Consigne écrite: Recopiez fidèlement, dans l'extrait consacré à Obock, à la piste Randa-Day et au Pôle universitaire, tout le passage qui s'étend depuis « Rappelons par ailleurs » jusqu'à « irresponsable et incapable. » inclus.
++++ Extrait à lire ++++
Dans le district d’Obock, c’est le même scénario de bakchich et de promesses mensongères qui reste employé. Depuis plusieurs semaines, une Toyota Pick-up immatriculée C de l’ONED serait chargée d’approvisionner en khat les populations rurales du Nord d’Obock. Dans cette région où sévit une soif endémique due à la sécheresse et à la défaillance des forages publics, quasiment sous embargo alimentaire du fait de son enclavement (alors que le financement de la route Tadjourah-Obock est disponible depuis trois ans) la mauvaise gouvernance considère-t-elle que le khat est plus précieux que l’eau et la nourriture ?
Réhabilitation de la piste Randa-Day :
Les riverains à l’œuvre comme ils peuvent
Aide-toi, le ciel t’aidera ! Après avoir attendu en vain l’aide de la fameuse « Armée de Développement » et ses engins de génie civil, les riverains de la piste Randa-Day se sont courageusement mis au travail avec leurs pelles et pioches, pour réhabiliter la voie reliant les deux villages de Goda. Les pluies diluviennes du mois d’août dernier avaient rendu impraticable cette piste de 17 kilomètres, creusant par endroits des fossés larges de 10 mètres. Pour accéder d’un village à l’autre, les usagers étaient obligés d’effectuer un large détour par la piste de Garenlé, soit plus de 80 kilomètres. L’Armée de Développement, occupée à soigner son image par des déclarations fantaisistes dans la presse gouvernementale, ou en éditant de luxueuses brochures, aura raté là une occasion de vraiment servir les populations rurales.
Rappelons par ailleurs que le village de Randa, particulièrement courtisé l’été dernier, a renoué avec l’obscurité. Depuis plus de deux mois en effet, l’électricité y a disparu, provoquant l’ire des habitants contre la mauvaise gouvernance irresponsable et incapable.
Pôle Universitaire de Djibouti :
Entre suffisance et insuffisances
Cette semaine, le Ministre de l’Éducation Nationale a signé un accord de partenariat entre le Pôle Universitaire de Djibouti et l’université française d’Amiens. A cette occasion, le Ministre s’est fendu d’un discours vantant les efforts déjà entrepris dans le domaine de l’Éducation en rappelant que cet accord « vient de compléter un ensemble d’actions menées dans le cadre des États généraux de l’Éducation, avec l’appui de fonds de solidarité déjà menées dans le cadre des États généraux de l’Éducation… ». Comprenne qui pourra : comme qui dirait, le disque semble rayé.
++++ Entrées fournies ++++
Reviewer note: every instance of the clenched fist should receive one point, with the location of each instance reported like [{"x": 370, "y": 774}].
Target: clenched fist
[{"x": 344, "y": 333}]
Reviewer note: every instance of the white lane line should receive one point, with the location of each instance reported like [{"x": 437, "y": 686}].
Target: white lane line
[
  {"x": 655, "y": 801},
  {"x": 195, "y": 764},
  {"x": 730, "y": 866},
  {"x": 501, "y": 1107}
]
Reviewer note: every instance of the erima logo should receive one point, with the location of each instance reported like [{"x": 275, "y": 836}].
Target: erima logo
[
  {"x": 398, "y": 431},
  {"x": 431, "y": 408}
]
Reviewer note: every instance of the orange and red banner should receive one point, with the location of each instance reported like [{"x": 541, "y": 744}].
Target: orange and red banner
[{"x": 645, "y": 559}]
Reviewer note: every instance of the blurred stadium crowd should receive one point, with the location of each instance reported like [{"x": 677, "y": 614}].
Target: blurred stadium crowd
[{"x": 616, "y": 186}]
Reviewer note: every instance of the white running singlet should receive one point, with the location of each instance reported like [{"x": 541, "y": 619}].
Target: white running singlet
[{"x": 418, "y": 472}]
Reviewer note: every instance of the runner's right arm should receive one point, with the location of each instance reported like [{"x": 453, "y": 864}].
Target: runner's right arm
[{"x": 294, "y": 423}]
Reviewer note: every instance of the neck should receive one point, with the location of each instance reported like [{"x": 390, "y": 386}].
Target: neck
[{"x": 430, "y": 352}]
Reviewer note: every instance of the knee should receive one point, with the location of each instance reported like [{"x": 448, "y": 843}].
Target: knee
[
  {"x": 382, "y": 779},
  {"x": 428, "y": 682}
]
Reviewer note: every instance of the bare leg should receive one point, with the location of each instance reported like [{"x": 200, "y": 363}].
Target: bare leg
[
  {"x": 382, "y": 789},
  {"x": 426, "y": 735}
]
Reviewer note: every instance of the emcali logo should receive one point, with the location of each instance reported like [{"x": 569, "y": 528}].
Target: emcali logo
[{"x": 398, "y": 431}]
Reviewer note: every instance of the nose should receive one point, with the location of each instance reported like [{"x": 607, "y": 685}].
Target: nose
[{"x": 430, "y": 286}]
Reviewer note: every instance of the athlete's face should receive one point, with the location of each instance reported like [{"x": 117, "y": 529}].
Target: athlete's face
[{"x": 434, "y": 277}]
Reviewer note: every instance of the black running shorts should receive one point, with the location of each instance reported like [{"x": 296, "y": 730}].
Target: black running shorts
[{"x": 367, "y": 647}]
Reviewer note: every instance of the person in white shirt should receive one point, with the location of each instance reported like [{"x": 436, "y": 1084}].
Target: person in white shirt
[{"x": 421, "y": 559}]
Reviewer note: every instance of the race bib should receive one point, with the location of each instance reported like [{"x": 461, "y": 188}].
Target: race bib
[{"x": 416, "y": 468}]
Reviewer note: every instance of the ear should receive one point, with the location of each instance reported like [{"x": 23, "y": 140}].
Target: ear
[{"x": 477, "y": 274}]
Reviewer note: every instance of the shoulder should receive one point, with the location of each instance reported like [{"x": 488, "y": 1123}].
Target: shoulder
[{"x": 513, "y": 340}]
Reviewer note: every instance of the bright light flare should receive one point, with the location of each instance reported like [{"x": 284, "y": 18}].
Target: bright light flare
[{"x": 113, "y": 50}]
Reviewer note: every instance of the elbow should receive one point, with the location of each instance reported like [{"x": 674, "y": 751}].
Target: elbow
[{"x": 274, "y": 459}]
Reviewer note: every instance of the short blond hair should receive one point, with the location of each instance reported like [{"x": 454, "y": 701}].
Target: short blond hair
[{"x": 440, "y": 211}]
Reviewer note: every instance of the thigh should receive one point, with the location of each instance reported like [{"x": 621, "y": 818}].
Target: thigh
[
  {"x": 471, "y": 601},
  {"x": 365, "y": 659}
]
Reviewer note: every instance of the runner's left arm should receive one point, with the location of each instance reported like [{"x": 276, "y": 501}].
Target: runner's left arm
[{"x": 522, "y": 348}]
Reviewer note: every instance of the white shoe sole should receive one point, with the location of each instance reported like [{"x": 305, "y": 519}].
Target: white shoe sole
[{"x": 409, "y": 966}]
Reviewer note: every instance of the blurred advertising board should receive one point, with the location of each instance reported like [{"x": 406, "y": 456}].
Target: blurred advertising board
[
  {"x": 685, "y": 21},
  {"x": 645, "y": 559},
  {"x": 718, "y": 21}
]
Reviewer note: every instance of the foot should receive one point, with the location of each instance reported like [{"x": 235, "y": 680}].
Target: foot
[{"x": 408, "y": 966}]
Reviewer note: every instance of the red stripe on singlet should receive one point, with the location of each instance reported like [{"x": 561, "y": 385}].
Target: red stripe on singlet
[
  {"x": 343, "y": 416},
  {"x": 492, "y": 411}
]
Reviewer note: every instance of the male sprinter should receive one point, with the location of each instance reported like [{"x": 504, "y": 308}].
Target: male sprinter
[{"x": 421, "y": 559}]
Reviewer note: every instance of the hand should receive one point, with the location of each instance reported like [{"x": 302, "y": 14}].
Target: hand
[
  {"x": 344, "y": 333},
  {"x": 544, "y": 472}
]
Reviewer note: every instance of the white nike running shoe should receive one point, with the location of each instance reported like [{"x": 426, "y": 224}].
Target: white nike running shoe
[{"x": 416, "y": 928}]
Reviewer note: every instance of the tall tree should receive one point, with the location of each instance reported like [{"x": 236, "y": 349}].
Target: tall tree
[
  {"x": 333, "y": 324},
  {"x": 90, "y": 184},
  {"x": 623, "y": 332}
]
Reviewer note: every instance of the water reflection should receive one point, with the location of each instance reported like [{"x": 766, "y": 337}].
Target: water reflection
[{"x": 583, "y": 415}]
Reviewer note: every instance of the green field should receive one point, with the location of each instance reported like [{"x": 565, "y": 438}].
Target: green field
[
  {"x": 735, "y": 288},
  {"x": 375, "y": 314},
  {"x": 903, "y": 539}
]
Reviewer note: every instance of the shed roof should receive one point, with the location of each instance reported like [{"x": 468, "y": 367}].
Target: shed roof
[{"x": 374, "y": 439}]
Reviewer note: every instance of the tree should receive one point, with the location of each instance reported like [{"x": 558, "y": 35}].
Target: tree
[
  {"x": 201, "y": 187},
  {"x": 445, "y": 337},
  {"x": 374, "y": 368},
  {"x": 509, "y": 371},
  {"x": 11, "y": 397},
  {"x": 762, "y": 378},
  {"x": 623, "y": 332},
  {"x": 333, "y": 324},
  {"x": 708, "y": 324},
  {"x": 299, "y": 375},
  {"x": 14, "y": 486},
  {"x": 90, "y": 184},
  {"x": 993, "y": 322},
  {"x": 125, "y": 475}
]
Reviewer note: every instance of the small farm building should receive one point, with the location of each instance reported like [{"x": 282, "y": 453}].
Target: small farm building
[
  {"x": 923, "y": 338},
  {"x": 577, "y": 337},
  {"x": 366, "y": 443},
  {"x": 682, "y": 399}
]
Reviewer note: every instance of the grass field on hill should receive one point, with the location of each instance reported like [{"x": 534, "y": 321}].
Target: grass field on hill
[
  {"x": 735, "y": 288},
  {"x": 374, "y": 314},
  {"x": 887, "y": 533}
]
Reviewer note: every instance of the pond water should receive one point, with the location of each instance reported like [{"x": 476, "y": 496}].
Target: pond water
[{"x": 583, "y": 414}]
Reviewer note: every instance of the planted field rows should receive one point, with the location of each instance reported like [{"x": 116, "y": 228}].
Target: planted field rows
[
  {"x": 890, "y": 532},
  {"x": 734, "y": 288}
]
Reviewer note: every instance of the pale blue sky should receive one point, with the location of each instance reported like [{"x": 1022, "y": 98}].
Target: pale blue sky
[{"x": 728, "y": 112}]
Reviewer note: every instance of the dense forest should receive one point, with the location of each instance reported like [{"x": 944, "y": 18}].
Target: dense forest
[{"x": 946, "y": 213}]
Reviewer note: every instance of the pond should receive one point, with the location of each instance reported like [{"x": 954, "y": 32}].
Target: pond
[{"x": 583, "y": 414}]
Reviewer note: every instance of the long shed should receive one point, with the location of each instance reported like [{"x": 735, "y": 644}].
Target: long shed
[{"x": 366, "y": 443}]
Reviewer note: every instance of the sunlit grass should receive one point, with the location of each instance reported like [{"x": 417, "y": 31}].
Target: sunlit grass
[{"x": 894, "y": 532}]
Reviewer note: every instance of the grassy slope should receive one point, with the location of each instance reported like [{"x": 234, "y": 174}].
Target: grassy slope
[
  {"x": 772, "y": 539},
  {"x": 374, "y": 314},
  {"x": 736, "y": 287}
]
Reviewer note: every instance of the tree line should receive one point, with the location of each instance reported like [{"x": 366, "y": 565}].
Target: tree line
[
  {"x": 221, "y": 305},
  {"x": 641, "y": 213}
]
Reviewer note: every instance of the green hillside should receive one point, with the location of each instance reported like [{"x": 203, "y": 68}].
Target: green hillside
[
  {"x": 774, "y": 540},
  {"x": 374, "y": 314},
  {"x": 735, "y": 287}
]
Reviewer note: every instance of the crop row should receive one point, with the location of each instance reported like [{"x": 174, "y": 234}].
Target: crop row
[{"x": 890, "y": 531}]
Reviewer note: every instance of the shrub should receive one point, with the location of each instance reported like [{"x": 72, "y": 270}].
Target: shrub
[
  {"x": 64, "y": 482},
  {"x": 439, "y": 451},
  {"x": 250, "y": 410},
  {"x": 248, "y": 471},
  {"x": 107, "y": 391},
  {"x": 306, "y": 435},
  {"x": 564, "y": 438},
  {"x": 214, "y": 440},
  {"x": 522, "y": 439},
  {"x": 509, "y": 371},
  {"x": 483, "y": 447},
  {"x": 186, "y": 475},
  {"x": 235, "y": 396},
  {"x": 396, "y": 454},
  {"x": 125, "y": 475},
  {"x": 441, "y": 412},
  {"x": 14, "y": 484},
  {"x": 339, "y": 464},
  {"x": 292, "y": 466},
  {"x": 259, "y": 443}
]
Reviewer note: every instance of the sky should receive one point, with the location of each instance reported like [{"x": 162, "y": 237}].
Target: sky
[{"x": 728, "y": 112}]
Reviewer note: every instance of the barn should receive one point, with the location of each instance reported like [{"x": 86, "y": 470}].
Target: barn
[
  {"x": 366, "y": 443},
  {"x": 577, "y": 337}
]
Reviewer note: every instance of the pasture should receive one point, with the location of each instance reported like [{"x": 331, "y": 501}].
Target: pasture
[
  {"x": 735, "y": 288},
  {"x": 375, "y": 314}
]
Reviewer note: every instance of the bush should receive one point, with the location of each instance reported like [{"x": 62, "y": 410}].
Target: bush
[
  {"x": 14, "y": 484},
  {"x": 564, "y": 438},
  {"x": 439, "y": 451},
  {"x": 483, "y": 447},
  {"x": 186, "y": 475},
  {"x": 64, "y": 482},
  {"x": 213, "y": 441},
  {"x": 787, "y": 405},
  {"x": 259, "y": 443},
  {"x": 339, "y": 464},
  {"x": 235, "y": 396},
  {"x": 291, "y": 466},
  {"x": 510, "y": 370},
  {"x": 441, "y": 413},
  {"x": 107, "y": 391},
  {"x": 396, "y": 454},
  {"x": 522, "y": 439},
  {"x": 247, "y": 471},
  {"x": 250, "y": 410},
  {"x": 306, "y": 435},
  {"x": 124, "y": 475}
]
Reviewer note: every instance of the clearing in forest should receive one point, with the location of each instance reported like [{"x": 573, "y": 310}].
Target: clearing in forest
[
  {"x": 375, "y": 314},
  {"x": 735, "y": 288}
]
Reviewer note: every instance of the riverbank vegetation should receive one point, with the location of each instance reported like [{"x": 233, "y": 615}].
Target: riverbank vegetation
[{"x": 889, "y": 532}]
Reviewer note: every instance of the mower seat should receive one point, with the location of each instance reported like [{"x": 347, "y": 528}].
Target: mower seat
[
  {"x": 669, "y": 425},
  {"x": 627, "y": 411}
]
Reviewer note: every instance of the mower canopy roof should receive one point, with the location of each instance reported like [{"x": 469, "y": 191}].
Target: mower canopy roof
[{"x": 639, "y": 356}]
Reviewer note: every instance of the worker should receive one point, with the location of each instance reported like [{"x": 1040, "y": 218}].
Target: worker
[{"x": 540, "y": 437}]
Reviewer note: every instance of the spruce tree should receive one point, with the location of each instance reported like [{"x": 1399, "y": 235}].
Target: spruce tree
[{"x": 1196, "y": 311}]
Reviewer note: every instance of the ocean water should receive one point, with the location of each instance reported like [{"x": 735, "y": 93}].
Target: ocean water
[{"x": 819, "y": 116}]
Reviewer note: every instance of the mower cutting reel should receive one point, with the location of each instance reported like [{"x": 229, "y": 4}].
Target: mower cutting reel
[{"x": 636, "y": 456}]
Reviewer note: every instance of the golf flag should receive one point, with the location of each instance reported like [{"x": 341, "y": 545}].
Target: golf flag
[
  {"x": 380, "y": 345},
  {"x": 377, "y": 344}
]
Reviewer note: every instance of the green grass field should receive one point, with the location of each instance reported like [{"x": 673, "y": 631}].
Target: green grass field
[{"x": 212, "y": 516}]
++++
Exercice corrigé:
Rappelons par ailleurs que le village de Randa, particulièrement courtisé l’été dernier, a renoué avec l’obscurité. Depuis plus de deux mois en effet, l’électricité y a disparu, provoquant l’ire des habitants contre la mauvaise gouvernance irresponsable et incapable.